I ask him "How much does it cost to camp?" and he says "fifty pesos." I guess he measures the cost by the size of the fire he makes.
(b1a05-24.20100106.1857) Nicolas builds a very large fire
I sit for a while, share my bread with him and then take a photo of him before he leaves. Next, I retire to my sleeping birth and do some writing and reading before going to sleep. This first butterfly park is an easy location to drive to as it is located adjacent to a state highway.
My plans are to tour this butterfly park first thing in the morning and afterwards, drive to the city of Valle de Brave and attempt to locate the kingdom hall. This will be the first congregation of the ones the branch provide for me that I will try to visit. I hope to make the meeting tomorrow night and then stay for the Sunday meeting. Other than the address on the list, I am not sure what to expect. (Day 13)
(Day 998 BR) 30°F.
____
§ Written instruction: Please duplicate the part of the travel journal that opens with the words containing "My plans are" and closes with "998 BR) 30°F.". The items have no connection to the travel journal.

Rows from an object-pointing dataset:
____
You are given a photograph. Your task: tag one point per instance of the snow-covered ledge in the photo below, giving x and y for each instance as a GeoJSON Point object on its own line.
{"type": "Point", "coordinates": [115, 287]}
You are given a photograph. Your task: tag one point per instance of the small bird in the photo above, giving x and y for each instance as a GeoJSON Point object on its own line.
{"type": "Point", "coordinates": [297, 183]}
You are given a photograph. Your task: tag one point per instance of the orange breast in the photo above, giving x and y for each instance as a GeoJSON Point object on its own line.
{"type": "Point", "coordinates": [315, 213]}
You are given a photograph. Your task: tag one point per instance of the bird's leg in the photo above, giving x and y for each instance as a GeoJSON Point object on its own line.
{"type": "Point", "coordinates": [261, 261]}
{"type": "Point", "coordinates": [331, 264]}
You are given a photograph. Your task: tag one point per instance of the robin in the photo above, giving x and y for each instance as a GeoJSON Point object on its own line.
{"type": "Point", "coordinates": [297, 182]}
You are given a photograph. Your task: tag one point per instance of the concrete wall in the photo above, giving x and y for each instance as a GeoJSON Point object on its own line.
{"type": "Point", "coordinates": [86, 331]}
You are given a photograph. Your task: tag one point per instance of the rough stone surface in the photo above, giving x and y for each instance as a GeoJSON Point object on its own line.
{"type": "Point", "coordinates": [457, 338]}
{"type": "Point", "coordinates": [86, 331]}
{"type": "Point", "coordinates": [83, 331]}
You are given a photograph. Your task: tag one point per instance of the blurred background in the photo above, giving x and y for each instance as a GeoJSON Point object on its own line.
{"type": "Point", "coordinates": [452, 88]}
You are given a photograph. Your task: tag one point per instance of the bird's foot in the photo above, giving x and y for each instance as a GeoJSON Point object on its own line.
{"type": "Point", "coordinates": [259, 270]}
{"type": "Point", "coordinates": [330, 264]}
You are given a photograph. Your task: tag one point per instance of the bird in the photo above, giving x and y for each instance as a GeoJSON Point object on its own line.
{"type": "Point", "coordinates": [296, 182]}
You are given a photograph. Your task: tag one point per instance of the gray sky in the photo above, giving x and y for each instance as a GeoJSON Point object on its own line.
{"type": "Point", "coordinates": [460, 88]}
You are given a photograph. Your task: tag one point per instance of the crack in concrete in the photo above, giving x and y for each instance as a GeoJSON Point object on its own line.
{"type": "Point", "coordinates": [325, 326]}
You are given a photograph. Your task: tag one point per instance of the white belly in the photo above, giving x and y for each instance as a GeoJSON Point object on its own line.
____
§ Answer to this exercise:
My plans are to tour this butterfly park first thing in the morning and afterwards, drive to the city of Valle de Brave and attempt to locate the kingdom hall. This will be the first congregation of the ones the branch provide for me that I will try to visit. I hope to make the meeting tomorrow night and then stay for the Sunday meeting. Other than the address on the list, I am not sure what to expect. (Day 13)
(Day 998 BR) 30°F.